YOUR INSTRUCTIONS | Gather every line in the records below that contains the string "wearing".

Excerpts of pointing data:
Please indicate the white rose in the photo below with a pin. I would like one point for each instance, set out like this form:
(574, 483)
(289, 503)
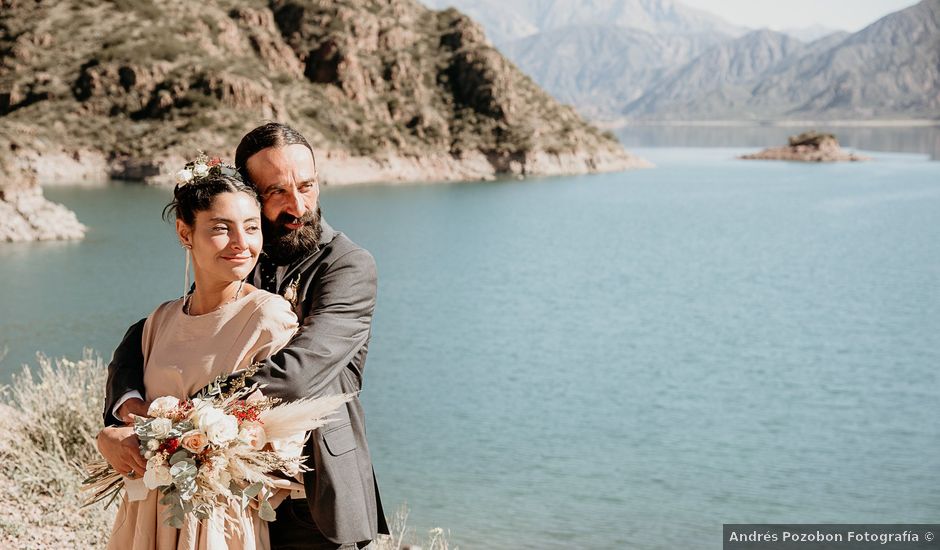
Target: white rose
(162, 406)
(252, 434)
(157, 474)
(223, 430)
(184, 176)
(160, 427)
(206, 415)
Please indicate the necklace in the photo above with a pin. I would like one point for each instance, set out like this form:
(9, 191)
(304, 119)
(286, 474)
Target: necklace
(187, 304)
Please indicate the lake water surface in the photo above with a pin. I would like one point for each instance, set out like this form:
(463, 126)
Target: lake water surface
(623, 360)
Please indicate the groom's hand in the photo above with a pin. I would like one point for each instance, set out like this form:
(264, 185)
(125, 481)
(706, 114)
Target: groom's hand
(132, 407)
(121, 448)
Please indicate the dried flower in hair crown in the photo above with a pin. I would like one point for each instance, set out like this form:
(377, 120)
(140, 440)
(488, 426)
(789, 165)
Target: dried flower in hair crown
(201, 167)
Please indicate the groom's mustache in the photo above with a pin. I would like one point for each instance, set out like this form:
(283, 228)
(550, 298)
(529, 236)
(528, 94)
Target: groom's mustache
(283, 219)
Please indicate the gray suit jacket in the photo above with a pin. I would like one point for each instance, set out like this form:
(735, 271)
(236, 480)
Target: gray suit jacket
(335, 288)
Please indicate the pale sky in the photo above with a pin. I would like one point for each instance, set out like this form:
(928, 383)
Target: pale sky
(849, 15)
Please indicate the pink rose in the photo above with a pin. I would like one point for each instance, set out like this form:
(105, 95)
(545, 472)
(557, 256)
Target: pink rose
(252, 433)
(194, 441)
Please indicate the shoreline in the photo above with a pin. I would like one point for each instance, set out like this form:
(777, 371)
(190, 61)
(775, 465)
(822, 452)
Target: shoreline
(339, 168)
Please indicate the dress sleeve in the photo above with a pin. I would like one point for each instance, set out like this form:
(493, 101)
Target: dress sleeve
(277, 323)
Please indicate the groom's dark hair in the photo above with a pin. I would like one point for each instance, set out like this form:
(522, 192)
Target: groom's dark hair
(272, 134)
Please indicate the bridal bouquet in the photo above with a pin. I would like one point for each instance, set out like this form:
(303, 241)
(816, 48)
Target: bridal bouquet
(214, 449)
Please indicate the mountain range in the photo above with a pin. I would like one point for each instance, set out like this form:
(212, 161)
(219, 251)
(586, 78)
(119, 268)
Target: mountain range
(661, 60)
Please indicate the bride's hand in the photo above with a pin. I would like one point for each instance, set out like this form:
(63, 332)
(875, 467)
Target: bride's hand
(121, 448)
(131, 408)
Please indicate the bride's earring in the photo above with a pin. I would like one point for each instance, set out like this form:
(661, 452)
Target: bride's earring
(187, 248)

---

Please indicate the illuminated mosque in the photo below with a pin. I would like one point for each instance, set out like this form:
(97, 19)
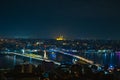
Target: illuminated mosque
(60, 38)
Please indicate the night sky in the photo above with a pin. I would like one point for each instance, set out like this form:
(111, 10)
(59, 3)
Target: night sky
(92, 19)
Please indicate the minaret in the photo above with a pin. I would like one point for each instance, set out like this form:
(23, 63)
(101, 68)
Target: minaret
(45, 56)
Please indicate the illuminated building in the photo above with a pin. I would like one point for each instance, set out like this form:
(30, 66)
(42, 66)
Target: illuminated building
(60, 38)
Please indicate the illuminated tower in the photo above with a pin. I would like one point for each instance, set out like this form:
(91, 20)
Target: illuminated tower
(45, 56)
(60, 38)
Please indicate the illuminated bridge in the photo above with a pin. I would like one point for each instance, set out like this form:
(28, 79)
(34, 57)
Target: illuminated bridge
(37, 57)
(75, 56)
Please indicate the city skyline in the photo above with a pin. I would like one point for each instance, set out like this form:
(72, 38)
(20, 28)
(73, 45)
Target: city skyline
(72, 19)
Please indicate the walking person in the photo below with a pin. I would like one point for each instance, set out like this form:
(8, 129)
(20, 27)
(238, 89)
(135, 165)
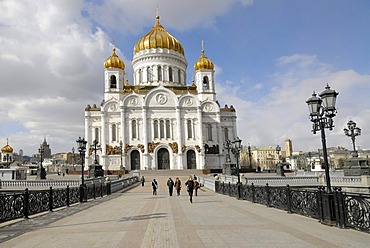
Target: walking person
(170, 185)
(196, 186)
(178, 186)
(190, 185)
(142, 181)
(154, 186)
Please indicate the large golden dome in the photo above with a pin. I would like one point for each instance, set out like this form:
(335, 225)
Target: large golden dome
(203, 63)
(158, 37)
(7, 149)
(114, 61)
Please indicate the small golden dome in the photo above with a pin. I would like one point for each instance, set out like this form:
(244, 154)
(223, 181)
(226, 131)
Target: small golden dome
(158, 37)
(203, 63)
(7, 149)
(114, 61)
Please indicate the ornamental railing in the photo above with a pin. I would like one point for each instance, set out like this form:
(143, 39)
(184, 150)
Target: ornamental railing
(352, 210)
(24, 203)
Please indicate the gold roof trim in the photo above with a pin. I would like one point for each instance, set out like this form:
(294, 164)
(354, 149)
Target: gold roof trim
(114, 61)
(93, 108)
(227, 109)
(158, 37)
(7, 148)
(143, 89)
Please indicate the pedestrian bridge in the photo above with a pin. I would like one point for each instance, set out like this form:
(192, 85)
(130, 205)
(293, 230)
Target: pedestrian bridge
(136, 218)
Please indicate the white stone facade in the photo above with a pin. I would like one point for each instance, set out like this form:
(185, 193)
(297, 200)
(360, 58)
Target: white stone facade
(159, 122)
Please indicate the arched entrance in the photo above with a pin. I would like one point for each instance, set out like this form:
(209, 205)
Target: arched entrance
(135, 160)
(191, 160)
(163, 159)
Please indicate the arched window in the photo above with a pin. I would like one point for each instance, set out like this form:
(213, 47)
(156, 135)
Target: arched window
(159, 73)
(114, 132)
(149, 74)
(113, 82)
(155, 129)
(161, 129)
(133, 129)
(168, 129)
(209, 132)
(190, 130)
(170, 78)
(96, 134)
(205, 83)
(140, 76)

---

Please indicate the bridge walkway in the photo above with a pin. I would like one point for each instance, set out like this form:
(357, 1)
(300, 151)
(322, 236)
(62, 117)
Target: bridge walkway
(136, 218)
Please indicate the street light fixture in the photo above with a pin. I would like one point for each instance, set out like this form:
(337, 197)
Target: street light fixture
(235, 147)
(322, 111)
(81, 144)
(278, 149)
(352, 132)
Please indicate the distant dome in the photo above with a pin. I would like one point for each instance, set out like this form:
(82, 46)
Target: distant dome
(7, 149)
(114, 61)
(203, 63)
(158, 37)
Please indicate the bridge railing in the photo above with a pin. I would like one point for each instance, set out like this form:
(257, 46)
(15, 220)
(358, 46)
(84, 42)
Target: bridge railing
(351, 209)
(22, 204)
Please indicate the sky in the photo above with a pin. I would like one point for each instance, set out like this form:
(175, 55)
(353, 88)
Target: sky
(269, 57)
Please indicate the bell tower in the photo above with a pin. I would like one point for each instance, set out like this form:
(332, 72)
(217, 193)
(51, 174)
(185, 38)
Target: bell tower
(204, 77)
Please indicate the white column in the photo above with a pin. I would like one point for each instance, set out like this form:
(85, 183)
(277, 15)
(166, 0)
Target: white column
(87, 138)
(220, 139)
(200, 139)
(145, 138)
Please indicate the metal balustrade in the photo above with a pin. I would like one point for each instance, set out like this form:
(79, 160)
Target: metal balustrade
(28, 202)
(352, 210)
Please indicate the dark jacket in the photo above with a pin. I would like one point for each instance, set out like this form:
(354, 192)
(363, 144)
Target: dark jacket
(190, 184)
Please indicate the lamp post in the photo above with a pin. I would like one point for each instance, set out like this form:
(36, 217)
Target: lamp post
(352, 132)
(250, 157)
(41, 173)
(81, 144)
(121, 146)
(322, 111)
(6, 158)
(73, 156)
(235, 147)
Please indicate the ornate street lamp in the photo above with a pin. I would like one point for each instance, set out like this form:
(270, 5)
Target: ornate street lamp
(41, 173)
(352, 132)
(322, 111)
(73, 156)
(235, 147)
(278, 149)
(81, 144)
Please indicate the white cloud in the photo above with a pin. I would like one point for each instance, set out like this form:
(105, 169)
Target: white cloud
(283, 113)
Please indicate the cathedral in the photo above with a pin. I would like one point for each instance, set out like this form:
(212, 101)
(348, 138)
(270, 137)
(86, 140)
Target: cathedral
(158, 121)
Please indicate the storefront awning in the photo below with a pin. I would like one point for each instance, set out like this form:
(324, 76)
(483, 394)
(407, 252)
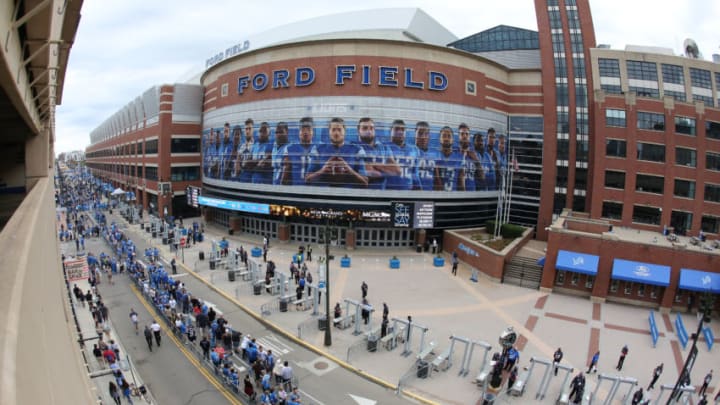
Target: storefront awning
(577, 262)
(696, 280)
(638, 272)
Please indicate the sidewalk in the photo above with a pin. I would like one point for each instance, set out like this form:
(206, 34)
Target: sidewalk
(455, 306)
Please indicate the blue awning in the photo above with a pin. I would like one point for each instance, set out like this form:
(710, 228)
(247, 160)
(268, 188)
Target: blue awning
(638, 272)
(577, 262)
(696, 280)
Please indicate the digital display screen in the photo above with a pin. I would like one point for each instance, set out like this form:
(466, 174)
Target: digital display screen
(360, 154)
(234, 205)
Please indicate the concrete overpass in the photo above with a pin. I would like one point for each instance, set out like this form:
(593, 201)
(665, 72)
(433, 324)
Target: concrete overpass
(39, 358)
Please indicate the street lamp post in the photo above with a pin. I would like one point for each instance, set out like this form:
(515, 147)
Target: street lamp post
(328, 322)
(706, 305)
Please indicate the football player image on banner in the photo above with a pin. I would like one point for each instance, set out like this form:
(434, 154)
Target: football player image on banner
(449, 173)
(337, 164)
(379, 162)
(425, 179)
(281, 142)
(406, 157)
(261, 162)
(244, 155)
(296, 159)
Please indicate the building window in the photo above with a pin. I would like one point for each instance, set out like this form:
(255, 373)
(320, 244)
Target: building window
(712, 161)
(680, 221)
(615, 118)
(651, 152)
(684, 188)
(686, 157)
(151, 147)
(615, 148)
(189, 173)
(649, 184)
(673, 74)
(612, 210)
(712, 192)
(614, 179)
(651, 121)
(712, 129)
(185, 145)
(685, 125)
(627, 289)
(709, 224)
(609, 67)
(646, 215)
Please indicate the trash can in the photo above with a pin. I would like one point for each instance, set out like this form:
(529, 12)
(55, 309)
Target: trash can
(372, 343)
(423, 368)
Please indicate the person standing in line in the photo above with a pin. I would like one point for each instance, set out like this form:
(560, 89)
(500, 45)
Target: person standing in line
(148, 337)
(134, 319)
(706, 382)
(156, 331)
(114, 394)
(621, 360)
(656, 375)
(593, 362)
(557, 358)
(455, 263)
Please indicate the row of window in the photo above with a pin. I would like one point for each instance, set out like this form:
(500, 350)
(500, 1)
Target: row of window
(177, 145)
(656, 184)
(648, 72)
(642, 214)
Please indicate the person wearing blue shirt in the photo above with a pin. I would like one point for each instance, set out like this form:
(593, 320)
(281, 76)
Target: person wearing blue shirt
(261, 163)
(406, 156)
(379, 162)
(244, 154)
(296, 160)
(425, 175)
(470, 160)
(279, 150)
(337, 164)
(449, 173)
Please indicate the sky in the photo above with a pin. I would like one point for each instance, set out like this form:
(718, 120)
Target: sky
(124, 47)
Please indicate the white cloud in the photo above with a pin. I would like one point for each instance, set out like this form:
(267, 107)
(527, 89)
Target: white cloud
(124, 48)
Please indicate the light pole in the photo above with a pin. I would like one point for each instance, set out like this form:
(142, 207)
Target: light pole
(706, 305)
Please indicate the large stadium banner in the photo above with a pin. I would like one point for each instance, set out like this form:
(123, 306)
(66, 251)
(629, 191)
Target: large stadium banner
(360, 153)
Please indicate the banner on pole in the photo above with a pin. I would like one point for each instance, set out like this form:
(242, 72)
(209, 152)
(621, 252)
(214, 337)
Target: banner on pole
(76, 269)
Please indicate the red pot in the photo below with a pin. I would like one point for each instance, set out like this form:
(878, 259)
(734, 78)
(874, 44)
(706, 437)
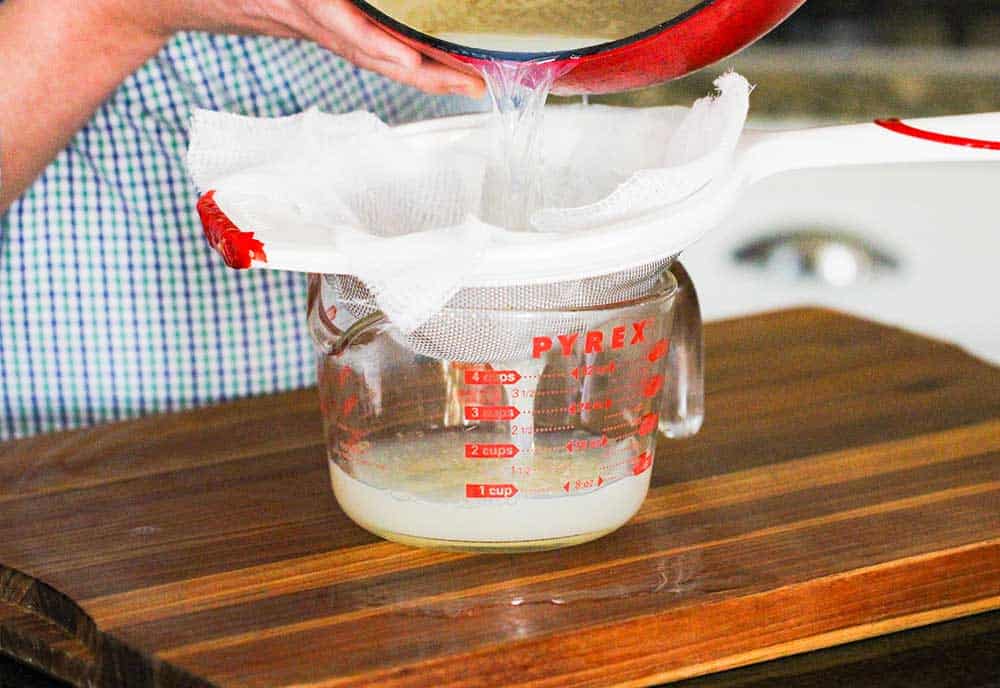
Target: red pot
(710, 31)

TASK RESPONSE |
Please indicate the person wearing blue shirt in the photo above with a pin. I would like one point for each instance, set out like this form:
Target: person wearing blue shirt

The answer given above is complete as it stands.